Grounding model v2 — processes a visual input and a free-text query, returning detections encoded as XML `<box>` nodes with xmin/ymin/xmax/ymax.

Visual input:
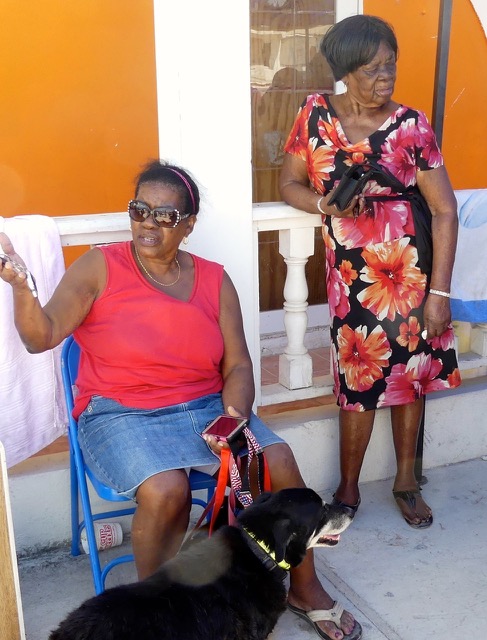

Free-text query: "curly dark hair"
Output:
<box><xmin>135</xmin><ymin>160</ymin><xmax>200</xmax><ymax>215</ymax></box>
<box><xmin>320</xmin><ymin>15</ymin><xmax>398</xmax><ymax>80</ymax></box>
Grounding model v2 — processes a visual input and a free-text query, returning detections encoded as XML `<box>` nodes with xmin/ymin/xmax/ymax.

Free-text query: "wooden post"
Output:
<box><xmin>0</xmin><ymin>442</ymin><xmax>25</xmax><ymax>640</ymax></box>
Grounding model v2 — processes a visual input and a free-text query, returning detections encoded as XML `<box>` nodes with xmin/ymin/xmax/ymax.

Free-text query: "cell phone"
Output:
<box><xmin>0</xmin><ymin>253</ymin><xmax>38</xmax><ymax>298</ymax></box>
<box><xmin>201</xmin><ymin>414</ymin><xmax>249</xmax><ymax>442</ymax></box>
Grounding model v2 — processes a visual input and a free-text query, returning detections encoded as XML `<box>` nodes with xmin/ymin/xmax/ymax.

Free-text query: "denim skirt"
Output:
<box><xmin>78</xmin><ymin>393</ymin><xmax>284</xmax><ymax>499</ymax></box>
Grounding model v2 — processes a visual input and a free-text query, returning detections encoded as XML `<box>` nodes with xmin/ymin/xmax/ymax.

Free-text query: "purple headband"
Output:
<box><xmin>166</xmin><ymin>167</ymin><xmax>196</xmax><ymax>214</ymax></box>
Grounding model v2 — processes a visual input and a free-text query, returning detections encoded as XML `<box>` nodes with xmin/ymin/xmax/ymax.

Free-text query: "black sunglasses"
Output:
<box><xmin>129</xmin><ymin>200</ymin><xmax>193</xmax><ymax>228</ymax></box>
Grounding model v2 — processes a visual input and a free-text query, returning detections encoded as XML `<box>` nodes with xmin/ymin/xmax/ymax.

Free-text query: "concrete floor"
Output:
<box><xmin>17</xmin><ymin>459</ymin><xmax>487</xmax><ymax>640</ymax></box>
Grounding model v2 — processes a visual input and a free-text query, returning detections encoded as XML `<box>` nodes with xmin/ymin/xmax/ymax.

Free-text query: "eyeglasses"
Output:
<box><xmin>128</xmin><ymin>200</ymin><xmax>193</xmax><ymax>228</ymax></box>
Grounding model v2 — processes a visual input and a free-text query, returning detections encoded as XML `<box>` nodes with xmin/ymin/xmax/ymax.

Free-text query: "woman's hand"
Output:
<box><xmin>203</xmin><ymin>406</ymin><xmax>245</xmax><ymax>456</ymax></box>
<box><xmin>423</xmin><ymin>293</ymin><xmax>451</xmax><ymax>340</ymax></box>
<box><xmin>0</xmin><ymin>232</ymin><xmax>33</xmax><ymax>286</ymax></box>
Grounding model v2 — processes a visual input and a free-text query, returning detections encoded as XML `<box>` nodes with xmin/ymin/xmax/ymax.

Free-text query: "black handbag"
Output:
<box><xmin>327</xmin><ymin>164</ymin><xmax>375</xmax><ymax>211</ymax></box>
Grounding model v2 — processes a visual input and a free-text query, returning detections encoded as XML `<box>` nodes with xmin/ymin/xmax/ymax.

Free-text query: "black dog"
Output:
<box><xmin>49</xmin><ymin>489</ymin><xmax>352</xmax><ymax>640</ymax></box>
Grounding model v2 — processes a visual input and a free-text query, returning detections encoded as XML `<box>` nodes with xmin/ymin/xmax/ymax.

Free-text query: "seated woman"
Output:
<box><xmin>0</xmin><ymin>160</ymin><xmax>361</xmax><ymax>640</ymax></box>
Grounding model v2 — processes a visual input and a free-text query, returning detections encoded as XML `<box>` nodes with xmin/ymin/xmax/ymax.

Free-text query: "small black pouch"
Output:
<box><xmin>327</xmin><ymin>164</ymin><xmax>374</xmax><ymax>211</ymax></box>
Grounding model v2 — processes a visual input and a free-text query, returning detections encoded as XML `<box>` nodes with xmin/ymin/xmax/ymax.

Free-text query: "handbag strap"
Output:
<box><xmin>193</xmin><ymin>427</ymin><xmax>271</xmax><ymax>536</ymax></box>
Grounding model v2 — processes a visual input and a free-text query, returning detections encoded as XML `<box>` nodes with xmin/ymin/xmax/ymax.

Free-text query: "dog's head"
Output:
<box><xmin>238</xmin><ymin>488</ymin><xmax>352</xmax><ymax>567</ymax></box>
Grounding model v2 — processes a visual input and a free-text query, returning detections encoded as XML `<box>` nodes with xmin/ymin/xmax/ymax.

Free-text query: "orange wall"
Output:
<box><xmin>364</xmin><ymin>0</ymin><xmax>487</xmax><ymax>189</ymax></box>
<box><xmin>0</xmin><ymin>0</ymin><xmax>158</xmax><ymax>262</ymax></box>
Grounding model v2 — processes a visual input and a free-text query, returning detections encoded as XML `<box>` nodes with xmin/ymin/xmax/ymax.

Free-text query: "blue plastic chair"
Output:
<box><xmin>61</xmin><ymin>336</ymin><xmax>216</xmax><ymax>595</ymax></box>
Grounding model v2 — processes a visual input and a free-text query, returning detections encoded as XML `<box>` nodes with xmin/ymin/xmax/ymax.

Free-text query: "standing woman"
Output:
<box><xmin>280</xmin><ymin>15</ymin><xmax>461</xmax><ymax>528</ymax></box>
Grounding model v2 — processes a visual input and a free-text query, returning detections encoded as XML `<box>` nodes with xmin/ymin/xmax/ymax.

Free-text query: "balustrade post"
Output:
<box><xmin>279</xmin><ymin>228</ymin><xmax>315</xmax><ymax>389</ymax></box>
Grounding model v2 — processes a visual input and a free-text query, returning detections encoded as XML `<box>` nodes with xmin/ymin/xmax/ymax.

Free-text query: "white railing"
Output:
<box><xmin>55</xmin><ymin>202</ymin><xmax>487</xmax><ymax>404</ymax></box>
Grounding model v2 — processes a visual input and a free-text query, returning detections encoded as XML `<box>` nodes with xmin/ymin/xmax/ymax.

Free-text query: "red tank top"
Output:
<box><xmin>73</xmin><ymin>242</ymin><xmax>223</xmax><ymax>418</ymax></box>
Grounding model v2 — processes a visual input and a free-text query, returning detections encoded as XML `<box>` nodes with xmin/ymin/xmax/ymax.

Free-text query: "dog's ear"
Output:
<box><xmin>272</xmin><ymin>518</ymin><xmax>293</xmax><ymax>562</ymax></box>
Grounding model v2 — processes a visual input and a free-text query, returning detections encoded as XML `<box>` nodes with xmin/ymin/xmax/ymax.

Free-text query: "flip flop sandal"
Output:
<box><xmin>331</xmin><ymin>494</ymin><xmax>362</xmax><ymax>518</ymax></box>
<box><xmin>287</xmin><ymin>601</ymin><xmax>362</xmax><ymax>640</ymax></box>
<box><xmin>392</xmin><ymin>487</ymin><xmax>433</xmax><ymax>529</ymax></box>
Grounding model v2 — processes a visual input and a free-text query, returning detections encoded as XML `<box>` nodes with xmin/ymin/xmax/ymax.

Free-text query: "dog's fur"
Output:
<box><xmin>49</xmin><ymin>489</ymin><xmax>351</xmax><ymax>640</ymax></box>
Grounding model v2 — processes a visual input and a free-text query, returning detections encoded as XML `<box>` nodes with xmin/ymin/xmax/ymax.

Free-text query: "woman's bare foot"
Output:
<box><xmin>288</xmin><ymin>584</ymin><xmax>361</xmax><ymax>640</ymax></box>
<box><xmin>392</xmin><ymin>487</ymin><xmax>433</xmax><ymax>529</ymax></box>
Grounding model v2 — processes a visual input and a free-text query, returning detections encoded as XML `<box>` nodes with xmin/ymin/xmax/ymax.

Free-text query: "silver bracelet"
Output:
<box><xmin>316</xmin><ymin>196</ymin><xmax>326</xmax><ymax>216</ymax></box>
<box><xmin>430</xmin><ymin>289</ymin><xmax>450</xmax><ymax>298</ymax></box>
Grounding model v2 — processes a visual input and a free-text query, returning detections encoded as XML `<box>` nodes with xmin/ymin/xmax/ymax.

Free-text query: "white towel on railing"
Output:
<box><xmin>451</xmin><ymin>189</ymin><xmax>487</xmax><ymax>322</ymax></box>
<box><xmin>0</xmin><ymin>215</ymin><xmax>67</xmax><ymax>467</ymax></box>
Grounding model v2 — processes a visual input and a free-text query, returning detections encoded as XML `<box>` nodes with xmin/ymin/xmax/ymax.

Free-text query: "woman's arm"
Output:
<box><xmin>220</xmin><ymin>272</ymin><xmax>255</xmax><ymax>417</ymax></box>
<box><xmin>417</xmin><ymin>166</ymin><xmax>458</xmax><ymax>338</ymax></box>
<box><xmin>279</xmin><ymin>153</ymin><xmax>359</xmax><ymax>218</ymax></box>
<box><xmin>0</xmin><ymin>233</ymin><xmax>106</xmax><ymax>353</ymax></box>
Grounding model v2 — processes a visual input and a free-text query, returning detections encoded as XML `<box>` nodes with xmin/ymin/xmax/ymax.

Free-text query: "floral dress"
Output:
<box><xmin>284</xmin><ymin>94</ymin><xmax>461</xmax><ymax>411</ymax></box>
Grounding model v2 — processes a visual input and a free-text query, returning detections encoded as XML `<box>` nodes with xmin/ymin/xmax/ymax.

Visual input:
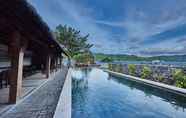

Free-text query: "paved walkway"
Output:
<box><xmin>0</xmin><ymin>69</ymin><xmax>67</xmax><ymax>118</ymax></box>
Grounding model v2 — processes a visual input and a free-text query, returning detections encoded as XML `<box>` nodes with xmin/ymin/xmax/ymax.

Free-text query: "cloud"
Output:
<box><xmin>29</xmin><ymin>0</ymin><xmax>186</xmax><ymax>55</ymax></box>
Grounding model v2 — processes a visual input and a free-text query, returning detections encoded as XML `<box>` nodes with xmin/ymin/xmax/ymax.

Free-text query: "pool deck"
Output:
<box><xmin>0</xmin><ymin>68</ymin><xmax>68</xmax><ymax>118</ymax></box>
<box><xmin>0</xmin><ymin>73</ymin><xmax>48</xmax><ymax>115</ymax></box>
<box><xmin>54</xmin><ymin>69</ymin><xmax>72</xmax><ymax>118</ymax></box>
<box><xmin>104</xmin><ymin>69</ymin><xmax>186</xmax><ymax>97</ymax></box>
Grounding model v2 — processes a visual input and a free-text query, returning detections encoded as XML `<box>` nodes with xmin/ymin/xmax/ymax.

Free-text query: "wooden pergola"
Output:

OBJECTIVE →
How many of the lines above contain the word "post"? Reply with the number only.

OUTPUT →
2